* start *
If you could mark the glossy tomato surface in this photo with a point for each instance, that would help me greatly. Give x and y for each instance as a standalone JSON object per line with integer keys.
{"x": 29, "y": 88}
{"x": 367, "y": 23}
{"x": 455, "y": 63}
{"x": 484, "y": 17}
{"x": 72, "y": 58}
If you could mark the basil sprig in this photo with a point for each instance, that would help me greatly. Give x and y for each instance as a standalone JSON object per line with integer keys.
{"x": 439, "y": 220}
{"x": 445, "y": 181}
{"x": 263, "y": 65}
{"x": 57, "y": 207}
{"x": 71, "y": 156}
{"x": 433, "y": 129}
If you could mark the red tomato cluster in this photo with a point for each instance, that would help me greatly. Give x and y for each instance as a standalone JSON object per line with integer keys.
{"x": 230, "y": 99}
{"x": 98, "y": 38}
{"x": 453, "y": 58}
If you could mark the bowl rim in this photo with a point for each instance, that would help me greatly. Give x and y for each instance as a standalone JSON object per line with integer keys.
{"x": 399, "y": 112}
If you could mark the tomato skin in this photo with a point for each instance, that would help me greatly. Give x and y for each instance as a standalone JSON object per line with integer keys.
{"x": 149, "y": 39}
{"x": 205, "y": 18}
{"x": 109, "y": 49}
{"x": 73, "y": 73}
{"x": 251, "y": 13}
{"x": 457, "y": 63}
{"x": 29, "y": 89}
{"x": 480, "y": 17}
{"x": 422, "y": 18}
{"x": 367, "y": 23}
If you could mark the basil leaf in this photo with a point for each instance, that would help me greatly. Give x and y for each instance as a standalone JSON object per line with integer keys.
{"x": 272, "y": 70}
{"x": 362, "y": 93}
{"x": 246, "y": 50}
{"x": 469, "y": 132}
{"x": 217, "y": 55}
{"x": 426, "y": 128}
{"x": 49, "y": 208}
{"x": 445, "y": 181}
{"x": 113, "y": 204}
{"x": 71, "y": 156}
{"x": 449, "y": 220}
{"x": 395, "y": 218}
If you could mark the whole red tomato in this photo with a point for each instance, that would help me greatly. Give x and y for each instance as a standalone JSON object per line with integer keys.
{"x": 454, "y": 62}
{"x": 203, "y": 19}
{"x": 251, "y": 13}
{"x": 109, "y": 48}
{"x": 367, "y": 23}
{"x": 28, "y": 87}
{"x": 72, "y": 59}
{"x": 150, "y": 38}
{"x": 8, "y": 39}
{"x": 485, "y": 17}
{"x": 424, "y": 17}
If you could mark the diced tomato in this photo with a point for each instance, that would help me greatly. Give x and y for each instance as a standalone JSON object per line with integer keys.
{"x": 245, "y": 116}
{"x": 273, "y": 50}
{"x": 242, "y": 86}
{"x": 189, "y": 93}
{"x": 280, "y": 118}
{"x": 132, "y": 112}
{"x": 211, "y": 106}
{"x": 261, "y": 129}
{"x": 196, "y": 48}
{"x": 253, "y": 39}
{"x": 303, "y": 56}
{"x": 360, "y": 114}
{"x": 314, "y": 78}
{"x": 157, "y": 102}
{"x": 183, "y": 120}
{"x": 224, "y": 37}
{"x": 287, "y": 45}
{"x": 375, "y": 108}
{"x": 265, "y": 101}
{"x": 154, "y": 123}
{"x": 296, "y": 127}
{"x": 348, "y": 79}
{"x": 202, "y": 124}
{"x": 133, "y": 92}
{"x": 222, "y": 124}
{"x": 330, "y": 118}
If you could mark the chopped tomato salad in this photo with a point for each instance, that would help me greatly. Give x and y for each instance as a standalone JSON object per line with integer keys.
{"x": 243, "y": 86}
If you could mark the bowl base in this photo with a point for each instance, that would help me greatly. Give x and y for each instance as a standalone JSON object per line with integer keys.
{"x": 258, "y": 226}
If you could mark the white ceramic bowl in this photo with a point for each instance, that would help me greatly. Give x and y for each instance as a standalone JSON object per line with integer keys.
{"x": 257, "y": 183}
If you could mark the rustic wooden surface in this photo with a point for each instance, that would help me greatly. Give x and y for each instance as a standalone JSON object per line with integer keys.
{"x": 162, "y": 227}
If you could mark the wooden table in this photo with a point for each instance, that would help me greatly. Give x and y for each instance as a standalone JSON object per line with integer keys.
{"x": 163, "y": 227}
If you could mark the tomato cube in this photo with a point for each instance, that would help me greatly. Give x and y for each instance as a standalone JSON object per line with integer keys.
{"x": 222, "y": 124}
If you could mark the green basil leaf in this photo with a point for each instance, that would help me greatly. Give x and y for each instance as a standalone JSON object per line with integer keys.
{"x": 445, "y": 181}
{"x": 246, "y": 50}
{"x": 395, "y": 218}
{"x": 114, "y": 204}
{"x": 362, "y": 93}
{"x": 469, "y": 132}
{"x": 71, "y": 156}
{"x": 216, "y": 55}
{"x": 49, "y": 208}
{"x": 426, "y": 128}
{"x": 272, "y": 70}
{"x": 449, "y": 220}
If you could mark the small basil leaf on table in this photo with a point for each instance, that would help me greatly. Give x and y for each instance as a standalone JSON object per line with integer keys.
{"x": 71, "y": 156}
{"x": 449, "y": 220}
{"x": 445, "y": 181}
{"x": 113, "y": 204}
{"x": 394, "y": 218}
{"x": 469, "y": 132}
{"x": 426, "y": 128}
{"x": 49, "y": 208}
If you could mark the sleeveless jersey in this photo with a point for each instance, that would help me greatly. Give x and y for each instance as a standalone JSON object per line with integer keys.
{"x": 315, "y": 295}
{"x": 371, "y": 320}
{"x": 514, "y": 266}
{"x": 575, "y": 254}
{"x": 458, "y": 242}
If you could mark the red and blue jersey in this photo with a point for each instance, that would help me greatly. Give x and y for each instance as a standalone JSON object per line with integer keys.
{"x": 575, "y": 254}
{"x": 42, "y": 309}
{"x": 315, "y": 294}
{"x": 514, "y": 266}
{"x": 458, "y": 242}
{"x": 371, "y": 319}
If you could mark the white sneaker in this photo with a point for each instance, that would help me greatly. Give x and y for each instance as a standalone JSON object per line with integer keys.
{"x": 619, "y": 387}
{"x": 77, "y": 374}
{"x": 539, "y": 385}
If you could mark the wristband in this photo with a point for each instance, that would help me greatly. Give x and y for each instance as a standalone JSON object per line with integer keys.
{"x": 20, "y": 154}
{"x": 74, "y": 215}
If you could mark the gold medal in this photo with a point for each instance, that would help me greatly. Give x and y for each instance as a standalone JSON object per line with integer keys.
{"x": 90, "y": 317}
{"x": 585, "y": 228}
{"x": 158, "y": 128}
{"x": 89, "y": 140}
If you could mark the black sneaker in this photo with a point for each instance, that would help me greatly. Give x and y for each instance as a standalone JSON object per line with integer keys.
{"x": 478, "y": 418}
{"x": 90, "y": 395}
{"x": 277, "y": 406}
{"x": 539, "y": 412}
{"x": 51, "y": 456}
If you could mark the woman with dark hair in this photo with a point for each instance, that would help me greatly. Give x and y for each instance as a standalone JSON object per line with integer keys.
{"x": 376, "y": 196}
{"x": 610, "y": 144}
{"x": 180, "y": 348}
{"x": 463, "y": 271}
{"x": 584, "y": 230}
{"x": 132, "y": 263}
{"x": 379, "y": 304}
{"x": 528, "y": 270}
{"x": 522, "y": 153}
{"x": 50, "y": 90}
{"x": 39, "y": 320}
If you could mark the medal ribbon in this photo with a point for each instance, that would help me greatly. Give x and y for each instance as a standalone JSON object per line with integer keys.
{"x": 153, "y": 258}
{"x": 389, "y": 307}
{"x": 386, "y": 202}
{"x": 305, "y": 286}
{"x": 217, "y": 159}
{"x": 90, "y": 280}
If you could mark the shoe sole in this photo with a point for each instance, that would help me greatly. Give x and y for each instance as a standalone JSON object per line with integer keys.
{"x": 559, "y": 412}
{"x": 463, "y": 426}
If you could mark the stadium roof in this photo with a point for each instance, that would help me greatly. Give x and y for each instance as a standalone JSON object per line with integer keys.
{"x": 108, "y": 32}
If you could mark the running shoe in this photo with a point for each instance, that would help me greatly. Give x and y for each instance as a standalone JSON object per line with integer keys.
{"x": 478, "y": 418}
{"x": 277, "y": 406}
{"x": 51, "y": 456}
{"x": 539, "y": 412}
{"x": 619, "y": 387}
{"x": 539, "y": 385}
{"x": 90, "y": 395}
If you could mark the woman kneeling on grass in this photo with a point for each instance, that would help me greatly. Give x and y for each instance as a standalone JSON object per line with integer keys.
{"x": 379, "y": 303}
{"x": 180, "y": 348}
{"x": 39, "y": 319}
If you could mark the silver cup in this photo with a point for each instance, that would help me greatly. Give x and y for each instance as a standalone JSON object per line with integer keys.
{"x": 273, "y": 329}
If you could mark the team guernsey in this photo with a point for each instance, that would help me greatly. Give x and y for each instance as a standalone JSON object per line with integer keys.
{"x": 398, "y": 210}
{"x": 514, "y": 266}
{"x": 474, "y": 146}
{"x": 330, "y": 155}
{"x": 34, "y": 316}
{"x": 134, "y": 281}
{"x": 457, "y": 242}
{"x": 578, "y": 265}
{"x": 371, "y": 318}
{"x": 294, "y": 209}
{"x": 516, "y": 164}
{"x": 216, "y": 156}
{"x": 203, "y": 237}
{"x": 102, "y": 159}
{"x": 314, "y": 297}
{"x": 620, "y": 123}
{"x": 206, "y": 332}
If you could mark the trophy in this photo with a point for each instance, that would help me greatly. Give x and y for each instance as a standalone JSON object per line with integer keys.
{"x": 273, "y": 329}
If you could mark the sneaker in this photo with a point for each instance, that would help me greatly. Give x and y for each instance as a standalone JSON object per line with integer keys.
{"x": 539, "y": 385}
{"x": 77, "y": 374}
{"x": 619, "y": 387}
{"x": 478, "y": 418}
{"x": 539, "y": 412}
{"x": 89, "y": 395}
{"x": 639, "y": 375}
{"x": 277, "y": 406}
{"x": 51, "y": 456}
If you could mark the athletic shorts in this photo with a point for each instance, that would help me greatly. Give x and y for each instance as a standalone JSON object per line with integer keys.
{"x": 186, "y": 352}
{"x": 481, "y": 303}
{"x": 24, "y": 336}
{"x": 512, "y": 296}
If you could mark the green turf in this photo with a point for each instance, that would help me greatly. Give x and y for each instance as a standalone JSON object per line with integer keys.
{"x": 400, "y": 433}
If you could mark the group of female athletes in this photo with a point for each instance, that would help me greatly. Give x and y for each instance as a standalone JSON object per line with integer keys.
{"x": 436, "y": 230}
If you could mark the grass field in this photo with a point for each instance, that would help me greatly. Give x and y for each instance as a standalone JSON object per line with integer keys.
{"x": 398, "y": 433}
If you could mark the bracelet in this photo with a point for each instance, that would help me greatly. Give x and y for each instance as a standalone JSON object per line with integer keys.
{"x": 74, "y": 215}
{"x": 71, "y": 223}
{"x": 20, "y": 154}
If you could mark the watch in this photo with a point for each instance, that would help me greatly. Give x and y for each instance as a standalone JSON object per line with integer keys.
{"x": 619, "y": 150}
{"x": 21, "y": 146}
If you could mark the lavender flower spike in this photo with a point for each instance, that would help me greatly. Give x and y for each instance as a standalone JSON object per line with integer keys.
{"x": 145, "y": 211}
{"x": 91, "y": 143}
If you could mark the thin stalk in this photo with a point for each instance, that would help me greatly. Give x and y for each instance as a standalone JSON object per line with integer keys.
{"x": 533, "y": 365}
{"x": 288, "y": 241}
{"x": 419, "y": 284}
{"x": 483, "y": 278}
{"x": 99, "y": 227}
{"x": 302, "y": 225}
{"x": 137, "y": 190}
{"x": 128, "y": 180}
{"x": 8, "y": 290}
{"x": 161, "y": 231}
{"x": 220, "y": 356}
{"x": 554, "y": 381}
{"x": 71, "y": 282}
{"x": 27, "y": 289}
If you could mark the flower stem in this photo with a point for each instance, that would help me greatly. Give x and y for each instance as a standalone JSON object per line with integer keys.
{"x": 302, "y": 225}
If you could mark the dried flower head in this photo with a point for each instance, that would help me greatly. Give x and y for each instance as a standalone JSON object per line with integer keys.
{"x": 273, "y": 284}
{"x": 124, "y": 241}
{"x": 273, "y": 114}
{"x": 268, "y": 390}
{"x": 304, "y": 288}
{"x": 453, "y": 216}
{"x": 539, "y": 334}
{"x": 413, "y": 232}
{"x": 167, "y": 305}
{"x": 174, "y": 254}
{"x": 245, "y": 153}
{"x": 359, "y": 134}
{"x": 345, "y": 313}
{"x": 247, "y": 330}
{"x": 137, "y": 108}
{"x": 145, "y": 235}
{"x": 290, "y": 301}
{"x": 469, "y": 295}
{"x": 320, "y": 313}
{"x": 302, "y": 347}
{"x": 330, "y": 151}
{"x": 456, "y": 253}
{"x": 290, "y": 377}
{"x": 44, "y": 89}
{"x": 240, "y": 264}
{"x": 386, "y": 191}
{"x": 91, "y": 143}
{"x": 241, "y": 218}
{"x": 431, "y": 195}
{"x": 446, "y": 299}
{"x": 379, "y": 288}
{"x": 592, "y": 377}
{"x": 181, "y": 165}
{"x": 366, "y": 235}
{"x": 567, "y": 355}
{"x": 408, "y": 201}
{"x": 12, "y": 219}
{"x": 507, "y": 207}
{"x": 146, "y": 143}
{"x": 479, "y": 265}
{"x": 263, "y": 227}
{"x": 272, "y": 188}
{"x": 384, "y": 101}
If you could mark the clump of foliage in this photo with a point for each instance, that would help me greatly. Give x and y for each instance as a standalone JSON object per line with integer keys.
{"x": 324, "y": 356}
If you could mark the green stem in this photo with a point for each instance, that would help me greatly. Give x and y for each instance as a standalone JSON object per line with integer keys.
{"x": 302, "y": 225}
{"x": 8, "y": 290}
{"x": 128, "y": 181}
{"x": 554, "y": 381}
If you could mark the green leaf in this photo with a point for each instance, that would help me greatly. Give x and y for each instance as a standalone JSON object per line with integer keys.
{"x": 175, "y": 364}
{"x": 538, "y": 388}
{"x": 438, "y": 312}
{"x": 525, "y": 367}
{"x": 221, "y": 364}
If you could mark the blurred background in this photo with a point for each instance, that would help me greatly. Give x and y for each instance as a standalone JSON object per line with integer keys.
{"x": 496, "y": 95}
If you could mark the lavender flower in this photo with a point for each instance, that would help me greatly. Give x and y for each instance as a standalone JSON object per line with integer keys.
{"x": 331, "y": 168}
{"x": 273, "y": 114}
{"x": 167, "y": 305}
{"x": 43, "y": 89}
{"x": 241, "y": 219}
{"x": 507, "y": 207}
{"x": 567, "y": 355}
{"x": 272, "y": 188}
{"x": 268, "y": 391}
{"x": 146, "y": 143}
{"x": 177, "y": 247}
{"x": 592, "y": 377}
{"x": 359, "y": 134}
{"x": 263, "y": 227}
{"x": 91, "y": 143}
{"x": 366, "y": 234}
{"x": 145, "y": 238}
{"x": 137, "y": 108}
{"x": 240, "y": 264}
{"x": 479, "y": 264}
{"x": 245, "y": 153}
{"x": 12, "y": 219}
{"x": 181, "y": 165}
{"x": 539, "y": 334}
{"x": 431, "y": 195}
* end *
• **Written problem**
The lines to reproduce run from the line containing "If you could mark the clump" to the end of the listing; write them out exactly and add nothing.

• **The reply**
If you could mark the clump of foliage in this photo with a point for each instance, that would help me greatly. Give x and y for each instance as a standalone JSON object per line with integer keys.
{"x": 324, "y": 356}
If you could mark the green stem in this photo with a point for each instance, that would help me greatly. Give x and y for each instance as a standalone JSON object per line with integer keys.
{"x": 302, "y": 225}
{"x": 8, "y": 290}
{"x": 128, "y": 181}
{"x": 554, "y": 381}
If you could mark the green leaf in this photo with a point for each instance, that would help me greatly. Give x and y for each instance as a standalone JSON object per line with integer keys.
{"x": 175, "y": 364}
{"x": 538, "y": 388}
{"x": 438, "y": 312}
{"x": 525, "y": 367}
{"x": 221, "y": 364}
If you could mark the blurred background in this photo with a point for each instance, that would help me greatly. Give x and y for each instance as a standalone JSON object per line with integer keys.
{"x": 496, "y": 95}
If you could mark the lavender flower in this photo with a point for each instance, that would help me greatly. Give x and y for each instance as a standalone JSON object per line with integer keys.
{"x": 331, "y": 168}
{"x": 273, "y": 114}
{"x": 167, "y": 305}
{"x": 43, "y": 89}
{"x": 241, "y": 219}
{"x": 507, "y": 207}
{"x": 567, "y": 355}
{"x": 272, "y": 188}
{"x": 268, "y": 391}
{"x": 146, "y": 143}
{"x": 177, "y": 247}
{"x": 592, "y": 377}
{"x": 359, "y": 134}
{"x": 263, "y": 227}
{"x": 91, "y": 143}
{"x": 366, "y": 234}
{"x": 145, "y": 238}
{"x": 137, "y": 108}
{"x": 240, "y": 264}
{"x": 479, "y": 264}
{"x": 245, "y": 153}
{"x": 12, "y": 219}
{"x": 181, "y": 165}
{"x": 539, "y": 334}
{"x": 431, "y": 195}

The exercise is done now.